▸ EXERCISE: Where the word "floor" appears in a line below, copy the whole line.

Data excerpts
====================
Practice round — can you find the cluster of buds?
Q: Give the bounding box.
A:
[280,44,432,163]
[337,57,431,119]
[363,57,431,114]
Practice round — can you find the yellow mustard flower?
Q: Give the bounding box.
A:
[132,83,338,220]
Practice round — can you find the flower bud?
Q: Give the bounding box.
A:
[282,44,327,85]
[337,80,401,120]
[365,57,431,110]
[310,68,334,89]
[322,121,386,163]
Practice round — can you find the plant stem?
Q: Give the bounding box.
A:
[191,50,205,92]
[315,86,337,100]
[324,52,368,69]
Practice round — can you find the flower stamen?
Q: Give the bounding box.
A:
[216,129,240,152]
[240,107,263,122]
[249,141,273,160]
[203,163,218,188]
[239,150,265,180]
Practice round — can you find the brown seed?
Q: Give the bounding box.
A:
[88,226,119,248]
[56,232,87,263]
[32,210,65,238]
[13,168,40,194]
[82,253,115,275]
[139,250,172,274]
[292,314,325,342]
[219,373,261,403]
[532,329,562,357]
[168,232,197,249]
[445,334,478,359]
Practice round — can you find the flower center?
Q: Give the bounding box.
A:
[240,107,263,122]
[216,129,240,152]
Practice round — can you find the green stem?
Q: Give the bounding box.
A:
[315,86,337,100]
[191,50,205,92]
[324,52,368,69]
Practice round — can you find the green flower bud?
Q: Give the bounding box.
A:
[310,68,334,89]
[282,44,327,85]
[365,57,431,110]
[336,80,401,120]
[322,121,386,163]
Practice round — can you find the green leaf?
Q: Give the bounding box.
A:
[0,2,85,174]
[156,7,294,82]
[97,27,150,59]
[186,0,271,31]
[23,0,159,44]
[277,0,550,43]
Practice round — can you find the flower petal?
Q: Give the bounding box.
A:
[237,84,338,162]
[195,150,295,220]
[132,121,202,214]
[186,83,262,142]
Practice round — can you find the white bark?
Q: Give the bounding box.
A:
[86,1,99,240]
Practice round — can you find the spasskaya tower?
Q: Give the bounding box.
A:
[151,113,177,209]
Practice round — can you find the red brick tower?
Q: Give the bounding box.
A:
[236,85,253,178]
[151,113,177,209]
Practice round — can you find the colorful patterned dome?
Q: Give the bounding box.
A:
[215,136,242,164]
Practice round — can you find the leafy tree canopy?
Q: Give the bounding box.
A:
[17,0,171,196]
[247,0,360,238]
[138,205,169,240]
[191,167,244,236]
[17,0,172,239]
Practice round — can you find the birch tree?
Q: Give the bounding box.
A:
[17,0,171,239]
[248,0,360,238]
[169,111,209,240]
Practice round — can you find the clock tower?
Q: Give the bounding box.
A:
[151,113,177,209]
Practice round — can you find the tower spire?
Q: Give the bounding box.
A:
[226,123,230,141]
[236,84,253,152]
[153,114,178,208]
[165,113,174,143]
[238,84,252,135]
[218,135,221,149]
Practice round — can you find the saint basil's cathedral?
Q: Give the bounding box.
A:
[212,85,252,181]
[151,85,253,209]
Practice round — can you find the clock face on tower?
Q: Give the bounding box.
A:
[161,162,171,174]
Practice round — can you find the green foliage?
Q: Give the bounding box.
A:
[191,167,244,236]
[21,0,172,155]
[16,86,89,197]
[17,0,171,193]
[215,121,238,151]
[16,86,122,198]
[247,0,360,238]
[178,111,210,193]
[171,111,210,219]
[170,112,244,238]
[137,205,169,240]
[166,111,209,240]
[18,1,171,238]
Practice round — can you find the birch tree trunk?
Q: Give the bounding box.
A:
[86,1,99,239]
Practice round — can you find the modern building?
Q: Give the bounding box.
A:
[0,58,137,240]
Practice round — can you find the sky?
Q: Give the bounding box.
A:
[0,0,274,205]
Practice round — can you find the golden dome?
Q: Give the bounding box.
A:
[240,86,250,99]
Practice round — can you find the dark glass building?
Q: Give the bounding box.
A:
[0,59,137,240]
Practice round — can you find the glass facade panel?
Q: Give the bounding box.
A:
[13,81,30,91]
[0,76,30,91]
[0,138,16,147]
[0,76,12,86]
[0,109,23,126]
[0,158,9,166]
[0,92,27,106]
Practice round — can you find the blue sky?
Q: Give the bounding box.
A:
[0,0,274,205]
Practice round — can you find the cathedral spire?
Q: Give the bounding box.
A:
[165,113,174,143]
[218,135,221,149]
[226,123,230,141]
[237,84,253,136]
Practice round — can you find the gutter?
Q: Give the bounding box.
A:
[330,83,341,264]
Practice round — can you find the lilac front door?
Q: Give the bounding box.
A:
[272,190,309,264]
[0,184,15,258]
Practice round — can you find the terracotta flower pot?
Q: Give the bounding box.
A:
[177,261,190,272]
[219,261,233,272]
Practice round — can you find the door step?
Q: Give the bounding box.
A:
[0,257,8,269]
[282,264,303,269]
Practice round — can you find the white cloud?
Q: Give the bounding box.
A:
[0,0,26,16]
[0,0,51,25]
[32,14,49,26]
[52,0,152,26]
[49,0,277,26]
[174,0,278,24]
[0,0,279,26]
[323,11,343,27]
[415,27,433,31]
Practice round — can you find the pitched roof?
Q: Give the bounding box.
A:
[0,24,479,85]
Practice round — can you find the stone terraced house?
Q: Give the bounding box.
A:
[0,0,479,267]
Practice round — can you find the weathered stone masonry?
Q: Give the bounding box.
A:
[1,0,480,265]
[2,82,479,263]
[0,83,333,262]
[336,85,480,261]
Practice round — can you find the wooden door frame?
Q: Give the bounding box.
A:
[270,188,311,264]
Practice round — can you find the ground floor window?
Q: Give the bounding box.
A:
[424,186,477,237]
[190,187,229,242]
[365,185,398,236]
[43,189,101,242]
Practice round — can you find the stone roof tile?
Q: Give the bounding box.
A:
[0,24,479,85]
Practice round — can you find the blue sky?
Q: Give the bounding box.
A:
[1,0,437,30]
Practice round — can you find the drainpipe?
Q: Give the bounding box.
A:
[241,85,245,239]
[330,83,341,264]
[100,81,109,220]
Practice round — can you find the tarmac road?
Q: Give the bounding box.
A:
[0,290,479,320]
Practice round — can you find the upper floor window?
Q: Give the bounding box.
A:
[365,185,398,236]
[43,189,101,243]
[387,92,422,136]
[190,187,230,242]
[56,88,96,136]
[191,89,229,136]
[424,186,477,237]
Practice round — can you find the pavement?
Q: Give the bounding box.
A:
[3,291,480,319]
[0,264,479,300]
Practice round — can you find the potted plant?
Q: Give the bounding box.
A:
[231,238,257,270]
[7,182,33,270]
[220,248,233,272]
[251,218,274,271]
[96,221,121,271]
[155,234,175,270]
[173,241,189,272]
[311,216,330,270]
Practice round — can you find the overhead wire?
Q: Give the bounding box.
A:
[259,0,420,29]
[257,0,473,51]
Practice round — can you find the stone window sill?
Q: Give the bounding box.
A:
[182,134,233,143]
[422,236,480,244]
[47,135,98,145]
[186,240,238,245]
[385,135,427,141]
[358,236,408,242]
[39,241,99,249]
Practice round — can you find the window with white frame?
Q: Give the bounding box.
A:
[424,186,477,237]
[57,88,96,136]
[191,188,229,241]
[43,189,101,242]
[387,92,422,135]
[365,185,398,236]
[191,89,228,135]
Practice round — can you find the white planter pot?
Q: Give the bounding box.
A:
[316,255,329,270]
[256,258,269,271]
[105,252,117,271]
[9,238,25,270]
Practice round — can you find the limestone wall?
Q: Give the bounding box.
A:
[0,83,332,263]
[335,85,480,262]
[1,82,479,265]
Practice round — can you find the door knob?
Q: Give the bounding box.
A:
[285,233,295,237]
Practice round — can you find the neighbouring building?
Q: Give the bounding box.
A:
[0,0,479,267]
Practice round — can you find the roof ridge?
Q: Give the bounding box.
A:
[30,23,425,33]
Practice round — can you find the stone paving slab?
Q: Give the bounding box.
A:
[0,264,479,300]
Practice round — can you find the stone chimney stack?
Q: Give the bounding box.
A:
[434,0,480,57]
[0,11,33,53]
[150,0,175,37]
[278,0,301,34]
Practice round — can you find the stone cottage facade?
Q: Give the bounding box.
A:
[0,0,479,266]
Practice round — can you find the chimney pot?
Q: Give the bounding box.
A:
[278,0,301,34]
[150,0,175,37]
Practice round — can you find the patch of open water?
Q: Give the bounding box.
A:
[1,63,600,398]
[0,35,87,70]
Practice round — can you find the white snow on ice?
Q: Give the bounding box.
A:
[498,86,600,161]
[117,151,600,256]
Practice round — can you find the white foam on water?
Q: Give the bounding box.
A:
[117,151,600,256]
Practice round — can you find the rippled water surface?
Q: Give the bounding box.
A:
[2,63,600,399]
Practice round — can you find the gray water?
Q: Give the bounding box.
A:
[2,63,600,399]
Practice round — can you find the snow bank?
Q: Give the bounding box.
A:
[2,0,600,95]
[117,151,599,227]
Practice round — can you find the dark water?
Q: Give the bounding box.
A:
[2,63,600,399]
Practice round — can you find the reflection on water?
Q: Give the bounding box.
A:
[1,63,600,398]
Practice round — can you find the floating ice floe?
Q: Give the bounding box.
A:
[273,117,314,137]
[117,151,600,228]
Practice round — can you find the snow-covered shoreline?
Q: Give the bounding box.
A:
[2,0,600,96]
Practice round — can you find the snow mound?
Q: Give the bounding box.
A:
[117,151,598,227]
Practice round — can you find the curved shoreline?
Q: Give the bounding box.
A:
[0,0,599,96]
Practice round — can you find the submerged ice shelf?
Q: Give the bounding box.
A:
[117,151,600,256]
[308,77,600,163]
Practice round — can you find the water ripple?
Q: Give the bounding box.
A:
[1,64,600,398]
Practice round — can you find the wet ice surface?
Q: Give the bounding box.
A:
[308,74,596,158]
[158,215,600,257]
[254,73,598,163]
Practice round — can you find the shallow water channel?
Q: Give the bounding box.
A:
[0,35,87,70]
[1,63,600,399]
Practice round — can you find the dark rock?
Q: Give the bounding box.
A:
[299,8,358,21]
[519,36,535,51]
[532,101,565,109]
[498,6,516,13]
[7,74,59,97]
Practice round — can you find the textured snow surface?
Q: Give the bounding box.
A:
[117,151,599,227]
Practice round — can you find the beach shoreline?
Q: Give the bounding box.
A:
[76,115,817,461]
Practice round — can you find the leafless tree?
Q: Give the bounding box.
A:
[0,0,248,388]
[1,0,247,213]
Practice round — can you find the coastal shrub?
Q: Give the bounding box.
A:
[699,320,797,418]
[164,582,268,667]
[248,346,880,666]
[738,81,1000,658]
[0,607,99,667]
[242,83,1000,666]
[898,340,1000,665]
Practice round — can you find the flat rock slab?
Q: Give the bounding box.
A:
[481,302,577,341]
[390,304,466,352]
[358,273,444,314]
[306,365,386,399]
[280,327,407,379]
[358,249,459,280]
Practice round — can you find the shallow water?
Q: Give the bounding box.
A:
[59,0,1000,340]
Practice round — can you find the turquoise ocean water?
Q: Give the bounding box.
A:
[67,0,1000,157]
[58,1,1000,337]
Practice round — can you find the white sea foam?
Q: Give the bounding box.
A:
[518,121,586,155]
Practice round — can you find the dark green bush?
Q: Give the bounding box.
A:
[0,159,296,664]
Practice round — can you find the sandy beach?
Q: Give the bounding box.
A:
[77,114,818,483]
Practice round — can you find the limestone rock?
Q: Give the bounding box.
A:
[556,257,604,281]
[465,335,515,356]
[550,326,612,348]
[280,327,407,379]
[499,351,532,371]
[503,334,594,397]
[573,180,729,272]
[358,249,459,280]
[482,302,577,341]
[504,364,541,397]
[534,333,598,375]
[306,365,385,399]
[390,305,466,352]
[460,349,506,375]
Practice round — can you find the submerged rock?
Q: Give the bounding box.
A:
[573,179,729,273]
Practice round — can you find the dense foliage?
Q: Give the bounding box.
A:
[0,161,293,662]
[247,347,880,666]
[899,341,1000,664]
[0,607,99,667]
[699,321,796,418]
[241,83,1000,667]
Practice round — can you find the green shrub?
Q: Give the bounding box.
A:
====================
▸ EXERCISE RESULT:
Practice round — can you find the ground floor window?
Practice round — can you find the upper floor window?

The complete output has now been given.